* [Exercise brief]: State whether each statement agrees with the Shapiro-Wilk excerpt, answering yes or no and quoting the deciding words of the excerpt verbatim. 1. For the male group, the null hypothesis of normality is rejected. 2. Homogeneity of variance is tested with Levene's Test. 3. The null hypothesis for the female group is rejected at a p-value less than 0.01.

* [Extract provided]:
========================================================================
Hypotheses for Shapiro-Wilk Test:

  • Null hypothesis (H0): Annual income in USD is normally distributed for male/female
  • Alternative hypothesis (H1): Annual income in USD is NOT normally distributed for male/female
     

Conclusions:

  • The null hypothesis for the female group is rejected at a p-value less than 0.01, indicating that annual income in USD is not normally distributed for females
     
  • For the male group, the null hypothesis is not rejected (p = 0.71), suggesting that income appears to follow a normal distribution for males
     
  • Therefore, a non-parametric test is more appropriate due to the violation of normality (Paragraph 7.2). However, the task requires to perform both parametric and corresponding non-parametric test till the end, so further it will be tested, if the Variable has the same variance in both populations
     

7.1.2: Testing homogenity of variance (Levene’s Test)

# install.packages("car")
library(car)
========================================================================
* [Given records]:
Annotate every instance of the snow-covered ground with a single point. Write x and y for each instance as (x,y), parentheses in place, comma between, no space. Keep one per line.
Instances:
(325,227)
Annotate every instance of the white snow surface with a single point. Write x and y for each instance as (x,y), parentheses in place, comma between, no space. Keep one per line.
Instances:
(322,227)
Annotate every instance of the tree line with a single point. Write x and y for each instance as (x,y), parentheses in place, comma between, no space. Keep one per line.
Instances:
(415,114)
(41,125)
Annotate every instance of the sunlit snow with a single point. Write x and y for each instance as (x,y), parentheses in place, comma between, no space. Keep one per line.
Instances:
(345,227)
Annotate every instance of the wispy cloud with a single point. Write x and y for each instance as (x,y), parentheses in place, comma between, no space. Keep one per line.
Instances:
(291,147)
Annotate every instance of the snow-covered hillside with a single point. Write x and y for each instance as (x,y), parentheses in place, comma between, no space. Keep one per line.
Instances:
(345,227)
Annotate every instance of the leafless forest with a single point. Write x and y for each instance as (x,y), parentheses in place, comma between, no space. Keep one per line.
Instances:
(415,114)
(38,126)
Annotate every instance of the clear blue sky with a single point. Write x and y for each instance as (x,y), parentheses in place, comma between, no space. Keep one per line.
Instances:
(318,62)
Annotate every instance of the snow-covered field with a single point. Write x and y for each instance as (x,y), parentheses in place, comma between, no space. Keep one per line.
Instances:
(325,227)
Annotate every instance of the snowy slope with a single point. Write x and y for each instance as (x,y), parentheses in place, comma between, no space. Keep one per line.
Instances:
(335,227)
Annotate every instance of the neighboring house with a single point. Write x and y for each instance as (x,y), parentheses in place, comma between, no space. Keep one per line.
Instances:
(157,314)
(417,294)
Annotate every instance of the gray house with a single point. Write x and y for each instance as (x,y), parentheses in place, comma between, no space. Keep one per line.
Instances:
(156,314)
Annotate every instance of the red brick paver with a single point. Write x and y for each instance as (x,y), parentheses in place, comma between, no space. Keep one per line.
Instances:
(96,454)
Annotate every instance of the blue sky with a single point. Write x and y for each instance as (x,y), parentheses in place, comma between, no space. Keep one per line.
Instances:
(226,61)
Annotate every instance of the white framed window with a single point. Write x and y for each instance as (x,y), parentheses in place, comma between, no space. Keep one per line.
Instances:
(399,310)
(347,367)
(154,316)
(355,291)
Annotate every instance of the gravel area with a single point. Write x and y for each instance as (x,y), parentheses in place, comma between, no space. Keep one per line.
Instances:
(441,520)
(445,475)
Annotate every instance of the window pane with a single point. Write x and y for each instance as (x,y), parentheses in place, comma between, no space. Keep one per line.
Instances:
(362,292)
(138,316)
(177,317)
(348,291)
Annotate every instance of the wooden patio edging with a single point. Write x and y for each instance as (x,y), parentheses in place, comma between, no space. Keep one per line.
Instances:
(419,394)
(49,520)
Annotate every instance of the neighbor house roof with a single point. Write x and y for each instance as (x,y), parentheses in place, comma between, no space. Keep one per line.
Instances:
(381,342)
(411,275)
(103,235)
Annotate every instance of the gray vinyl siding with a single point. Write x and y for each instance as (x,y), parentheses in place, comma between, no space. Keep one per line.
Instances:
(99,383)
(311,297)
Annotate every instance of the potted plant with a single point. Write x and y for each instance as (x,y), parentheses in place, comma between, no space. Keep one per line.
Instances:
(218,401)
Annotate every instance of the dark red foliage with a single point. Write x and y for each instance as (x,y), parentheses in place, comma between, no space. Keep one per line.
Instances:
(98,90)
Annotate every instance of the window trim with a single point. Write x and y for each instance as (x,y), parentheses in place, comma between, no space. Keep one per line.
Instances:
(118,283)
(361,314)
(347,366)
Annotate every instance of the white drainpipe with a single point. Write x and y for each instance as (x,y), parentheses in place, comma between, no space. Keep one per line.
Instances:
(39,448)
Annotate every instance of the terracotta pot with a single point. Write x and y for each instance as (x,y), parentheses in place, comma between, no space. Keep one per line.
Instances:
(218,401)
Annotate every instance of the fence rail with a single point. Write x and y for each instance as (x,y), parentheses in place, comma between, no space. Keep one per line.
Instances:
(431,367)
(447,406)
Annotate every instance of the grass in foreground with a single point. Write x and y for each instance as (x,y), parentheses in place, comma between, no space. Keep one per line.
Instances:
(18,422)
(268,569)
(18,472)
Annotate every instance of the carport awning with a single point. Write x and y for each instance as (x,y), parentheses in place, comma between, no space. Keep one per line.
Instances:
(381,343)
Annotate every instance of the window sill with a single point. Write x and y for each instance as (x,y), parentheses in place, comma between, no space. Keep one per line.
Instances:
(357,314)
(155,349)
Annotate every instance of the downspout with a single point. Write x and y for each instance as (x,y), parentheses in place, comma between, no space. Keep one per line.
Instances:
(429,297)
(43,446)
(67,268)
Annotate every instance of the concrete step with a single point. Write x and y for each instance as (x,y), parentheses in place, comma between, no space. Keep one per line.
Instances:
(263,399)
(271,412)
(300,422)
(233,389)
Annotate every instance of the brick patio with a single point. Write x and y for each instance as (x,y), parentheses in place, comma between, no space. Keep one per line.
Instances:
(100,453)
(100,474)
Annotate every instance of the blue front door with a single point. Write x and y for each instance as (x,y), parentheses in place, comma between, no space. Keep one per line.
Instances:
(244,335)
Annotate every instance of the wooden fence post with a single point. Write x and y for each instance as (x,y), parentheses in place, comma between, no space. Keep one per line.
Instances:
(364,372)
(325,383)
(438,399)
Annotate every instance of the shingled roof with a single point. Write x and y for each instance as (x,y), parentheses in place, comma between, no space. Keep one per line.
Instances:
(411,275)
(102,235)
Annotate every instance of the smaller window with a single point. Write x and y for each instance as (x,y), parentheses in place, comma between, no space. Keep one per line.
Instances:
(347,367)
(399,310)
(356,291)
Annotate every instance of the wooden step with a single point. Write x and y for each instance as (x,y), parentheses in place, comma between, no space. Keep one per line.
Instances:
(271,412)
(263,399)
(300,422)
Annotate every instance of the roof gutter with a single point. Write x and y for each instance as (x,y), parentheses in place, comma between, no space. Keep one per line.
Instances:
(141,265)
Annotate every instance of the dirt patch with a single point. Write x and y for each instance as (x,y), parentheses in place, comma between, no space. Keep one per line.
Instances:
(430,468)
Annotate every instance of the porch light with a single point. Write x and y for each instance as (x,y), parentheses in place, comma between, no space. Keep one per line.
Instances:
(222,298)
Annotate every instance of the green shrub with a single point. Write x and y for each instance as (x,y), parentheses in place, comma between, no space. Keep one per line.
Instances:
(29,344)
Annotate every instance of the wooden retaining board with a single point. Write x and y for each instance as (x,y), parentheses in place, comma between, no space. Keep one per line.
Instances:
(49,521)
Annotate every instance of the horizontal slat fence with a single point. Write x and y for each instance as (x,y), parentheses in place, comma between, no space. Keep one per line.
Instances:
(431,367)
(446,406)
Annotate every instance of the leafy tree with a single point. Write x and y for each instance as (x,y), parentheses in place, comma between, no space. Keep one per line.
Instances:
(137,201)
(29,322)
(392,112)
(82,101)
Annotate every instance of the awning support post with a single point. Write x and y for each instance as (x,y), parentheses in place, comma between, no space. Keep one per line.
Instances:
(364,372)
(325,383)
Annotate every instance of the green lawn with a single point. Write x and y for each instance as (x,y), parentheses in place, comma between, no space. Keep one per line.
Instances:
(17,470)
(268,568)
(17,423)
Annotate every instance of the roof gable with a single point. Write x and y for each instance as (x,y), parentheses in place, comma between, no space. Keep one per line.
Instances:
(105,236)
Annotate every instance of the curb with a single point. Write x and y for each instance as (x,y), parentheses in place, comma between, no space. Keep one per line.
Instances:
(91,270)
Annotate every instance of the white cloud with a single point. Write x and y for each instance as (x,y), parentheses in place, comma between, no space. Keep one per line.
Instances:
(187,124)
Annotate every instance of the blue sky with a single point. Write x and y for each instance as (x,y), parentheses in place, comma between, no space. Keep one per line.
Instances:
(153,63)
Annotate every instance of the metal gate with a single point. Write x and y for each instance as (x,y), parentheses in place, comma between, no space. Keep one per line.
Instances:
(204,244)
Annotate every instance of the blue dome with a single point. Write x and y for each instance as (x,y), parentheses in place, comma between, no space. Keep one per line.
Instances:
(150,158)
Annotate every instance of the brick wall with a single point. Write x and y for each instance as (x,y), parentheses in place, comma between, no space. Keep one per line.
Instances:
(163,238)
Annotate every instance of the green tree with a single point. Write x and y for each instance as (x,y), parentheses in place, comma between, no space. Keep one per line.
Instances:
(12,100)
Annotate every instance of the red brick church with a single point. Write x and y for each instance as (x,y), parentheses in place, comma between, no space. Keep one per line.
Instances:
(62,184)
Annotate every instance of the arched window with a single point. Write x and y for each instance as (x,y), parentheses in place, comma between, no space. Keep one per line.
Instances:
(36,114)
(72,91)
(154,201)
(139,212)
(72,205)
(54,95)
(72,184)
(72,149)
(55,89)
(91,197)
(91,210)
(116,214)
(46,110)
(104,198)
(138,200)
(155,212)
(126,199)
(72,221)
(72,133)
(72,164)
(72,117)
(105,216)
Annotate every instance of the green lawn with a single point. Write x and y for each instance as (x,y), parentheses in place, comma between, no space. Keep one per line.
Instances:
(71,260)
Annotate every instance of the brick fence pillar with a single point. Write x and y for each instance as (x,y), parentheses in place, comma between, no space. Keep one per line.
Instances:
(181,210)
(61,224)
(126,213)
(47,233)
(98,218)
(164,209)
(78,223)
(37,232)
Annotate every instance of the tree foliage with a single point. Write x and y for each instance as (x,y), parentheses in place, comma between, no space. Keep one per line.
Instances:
========================================================================
* [Exercise answer]:
1. No: "For the male group, the null hypothesis is not rejected (p = 0.71)"
2. Yes: "Testing homogenity of variance (Levene’s Test)"
3. Yes: "The null hypothesis for the female group is rejected at a p-value less than 0.01"